Required work:
The full data must be written out exactly, with every line included.

[Natural-language object grounding data]
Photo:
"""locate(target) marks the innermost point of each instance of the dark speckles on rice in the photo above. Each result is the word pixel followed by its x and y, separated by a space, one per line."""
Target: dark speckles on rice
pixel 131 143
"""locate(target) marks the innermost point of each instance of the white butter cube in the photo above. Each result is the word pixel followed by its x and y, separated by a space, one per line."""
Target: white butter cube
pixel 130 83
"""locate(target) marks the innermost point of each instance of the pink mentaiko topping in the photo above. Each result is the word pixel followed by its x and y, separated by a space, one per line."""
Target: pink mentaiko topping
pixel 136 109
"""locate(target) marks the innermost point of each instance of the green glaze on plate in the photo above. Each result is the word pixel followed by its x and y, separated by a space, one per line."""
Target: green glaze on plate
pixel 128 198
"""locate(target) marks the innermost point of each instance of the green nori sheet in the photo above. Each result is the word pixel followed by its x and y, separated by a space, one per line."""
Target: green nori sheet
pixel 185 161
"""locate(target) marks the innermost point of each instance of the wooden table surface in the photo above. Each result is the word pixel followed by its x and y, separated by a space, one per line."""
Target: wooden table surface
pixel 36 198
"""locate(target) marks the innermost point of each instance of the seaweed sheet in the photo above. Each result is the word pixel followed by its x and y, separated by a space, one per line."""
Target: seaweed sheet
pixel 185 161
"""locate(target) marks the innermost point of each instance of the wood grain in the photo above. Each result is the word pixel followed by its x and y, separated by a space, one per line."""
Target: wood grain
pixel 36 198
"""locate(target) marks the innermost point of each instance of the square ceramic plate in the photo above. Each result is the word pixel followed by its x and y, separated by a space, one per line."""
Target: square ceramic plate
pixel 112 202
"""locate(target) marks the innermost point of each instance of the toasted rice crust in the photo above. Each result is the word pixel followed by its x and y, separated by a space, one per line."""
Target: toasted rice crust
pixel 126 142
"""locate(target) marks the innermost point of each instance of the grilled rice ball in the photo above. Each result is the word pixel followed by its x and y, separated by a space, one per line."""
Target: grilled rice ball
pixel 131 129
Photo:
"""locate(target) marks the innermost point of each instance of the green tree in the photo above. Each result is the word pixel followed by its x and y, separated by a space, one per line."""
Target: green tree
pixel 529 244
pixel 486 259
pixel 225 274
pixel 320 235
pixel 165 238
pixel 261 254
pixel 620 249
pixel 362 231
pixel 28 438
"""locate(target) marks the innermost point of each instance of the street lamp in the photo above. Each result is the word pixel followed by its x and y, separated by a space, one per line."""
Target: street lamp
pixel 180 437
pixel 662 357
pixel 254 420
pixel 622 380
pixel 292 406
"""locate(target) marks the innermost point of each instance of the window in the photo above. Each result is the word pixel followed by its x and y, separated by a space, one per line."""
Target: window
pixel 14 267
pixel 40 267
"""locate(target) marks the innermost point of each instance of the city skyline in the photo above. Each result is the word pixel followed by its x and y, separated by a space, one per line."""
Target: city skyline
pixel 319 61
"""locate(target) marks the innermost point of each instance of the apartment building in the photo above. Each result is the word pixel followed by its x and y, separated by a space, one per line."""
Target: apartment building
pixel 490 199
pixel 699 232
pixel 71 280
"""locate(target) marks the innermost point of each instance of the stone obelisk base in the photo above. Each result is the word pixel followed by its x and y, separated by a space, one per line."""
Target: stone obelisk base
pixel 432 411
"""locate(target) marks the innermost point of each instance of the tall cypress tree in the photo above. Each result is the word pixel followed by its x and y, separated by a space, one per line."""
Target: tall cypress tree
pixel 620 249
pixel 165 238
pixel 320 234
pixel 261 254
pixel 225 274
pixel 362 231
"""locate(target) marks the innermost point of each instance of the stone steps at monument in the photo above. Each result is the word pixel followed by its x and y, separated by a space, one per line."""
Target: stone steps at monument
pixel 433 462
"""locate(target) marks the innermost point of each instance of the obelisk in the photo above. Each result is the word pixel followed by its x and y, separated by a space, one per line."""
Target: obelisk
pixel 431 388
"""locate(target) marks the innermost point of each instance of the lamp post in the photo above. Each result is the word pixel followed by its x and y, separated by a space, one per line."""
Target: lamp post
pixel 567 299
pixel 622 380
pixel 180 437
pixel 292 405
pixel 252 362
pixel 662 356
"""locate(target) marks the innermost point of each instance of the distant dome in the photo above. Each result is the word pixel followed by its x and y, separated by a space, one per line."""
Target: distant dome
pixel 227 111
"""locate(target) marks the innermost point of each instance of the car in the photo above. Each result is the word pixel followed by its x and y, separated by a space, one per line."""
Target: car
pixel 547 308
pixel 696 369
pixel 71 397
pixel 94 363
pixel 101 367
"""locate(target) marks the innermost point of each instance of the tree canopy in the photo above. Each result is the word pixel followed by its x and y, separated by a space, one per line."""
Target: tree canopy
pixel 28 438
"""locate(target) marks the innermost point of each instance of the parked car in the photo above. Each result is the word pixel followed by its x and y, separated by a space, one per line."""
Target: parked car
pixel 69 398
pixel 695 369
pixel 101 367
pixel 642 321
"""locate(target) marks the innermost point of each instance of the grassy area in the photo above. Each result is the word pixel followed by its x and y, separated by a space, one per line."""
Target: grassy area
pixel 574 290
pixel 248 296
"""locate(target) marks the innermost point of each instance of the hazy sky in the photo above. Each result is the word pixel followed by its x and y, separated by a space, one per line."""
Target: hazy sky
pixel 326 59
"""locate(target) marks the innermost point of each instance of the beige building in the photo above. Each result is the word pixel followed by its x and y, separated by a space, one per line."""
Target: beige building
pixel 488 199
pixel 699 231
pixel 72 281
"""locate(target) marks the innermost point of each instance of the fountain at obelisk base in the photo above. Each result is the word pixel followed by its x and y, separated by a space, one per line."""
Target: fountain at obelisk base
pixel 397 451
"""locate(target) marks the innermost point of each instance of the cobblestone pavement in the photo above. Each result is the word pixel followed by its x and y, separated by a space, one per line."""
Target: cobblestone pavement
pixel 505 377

Completed task:
Photo:
"""locate(target) marks the innermost point of each instance of the dark speckles on rice in the photo above. Each result is the word pixel followed by its x and y, separated by a space, one per line."""
Target: dark speckles on rice
pixel 131 143
"""locate(target) marks the innermost point of each instance of the white butter cube in the photo above. Each result is the word pixel followed by its x and y, separated by a space, one per line."""
Target: white butter cube
pixel 130 83
"""locate(target) marks the innermost point of each instance of the pink mentaiko topping in the photo above. Each result is the word pixel followed by its x and y, separated by a space, one per line."""
Target: pink mentaiko topping
pixel 136 109
"""locate(target) marks the innermost point of each instance of the green glaze on plate in the photo above. Each result is the word pixel followed by its x and y, separated by a space, one per line."""
Target: green glaze on plate
pixel 128 198
"""locate(target) marks the innermost point of each instance of the green nori sheet in the photo above. Each result is the word pixel followed by its x and y, separated by a space, one per line."""
Target: green nori sheet
pixel 185 161
"""locate(target) marks the innermost point of each instance of the wooden table surface in the photo above. Each result is the word pixel followed by its x and y, separated by a space, one per line."""
Target: wooden table surface
pixel 36 198
"""locate(target) marks the innermost point of each instance of the seaweed sheet in the photo above. Each result is the word pixel followed by its x and y, separated by a space, one per line."""
Target: seaweed sheet
pixel 185 161
"""locate(target) marks the innermost point of each instance of the wood grain in the photo above. Each result is the word pixel followed by its x and y, separated by a space, one per line."""
Target: wood grain
pixel 36 198
"""locate(target) marks the innermost point of each instance of the square ceramic plate in the photo above. Each result is the word pixel followed by its x and y, separated by a space, one per line."""
Target: square ceramic plate
pixel 112 202
"""locate(target) marks the innermost point of each instance of the toasted rice crust in the photo above. Each result is the word pixel followed by its x and y, separated by a space, one per line."""
Target: toasted rice crust
pixel 126 142
"""locate(target) marks the innermost point of each instance of the grilled rice ball in the photo above. Each result is the word pixel followed by its x and y, separated by a space, one per line."""
Target: grilled rice ball
pixel 131 129
Photo:
"""locate(target) marks the innermost point of each instance of the green tree in the photo above. Each result is the word pixel followed by its x and y, separated by a space, one per line."""
Target: green tree
pixel 529 244
pixel 486 259
pixel 225 274
pixel 320 235
pixel 165 238
pixel 261 254
pixel 620 249
pixel 362 231
pixel 28 438
"""locate(target) marks the innermost point of each instance of the street lamp in the photo above. Each result is the word pixel followed by its x and y, separated by a space, one per line."""
Target: street lamp
pixel 180 437
pixel 662 357
pixel 254 420
pixel 622 380
pixel 292 406
"""locate(target) marks the innermost point of each instance of the window in the photo above. Each result is the word pixel followed by its x and y, separated by a space, one per line."""
Target: window
pixel 14 267
pixel 40 267
"""locate(target) marks the innermost point of each instance of the city skyline in the photo above. Each result is the word pixel followed by its x and y, separated by a space, one per line."""
Target: city skyline
pixel 319 61
"""locate(target) marks the innermost point of each instance of the apartment building in the photo above. Each result is the word pixel followed by its x and y, separated by a space, one per line."""
Target: apartment building
pixel 490 199
pixel 699 232
pixel 71 280
"""locate(target) marks the innermost point of each instance of the stone obelisk base in the photo above. Each result is the word pixel followed by its x and y, separated by a space, one per line."""
Target: stone obelisk base
pixel 432 411
"""locate(target) marks the innermost point of each instance of the tall cypress tree in the photo above. Each result is the word pixel followed by its x and y, separated by a space, one per line."""
Target: tall cypress tree
pixel 620 249
pixel 165 238
pixel 320 234
pixel 261 254
pixel 225 274
pixel 362 231
"""locate(target) marks the innermost point of each instance of the stone steps at monument in the photo above. Each result is the word pixel followed by its x and y, separated by a space, one per line."""
Target: stone steps at monument
pixel 433 462
"""locate(target) marks the innermost point of each instance of the obelisk in the photo above. Each result is the word pixel followed by its x and y, separated by a space, one per line."""
Target: obelisk
pixel 431 388
"""locate(target) marks the innermost point of each instance of the lamp post in the photo above. Each result is the word pixel followed by its x and y, separated by a space, one per line."""
Target: lamp post
pixel 567 299
pixel 622 380
pixel 180 437
pixel 292 405
pixel 252 362
pixel 662 356
"""locate(target) marks the innermost point of each instance of the distant dome in the photo above. Each result is the word pixel followed by its x and y, separated by a space, one per line."""
Target: distant dome
pixel 227 111
"""locate(target) marks the innermost point of each instance of the car in the photo above. Each result is the word pixel followed by its x and y, separated by a space, one per line."""
Target: car
pixel 547 308
pixel 696 369
pixel 71 397
pixel 94 363
pixel 101 367
"""locate(target) marks the innermost point of each instance of the tree canopy in the photo above. Each result is the word pixel followed by its x and y, separated by a space, one per line."""
Target: tree canopy
pixel 28 438
"""locate(target) marks the innermost point of each instance of the parked car in the photo above. Each result is the word pixel followed by its x and y, separated by a space, one per line."""
Target: parked car
pixel 69 398
pixel 695 369
pixel 101 367
pixel 642 321
"""locate(target) marks the innermost point of each instance of the grassy area in the photo above. Each result is the word pixel followed by its x and y, separated by a space, one per line."""
Target: grassy area
pixel 574 290
pixel 248 296
"""locate(target) marks the innermost point of each instance of the hazy sky in the photo above. Each result is the word pixel followed by its x and y, separated by a space, one per line."""
Target: hazy sky
pixel 326 59
"""locate(target) marks the innermost point of each instance of the beige building in the photo above. Each result is the word pixel followed by its x and y, separated by a space, one per line."""
Target: beige building
pixel 488 199
pixel 699 231
pixel 72 281
"""locate(target) marks the innermost point of each instance of the fountain at obelisk base in the photo above. Each result is the word pixel followed by its x and y, separated by a space, one per line."""
Target: fountain at obelisk base
pixel 397 451
"""locate(target) marks the innermost point of each instance of the cobblestone pavement in the photo above. Each result is the word pixel followed by its x and y, separated by a space, one per line."""
Target: cobblestone pavement
pixel 505 377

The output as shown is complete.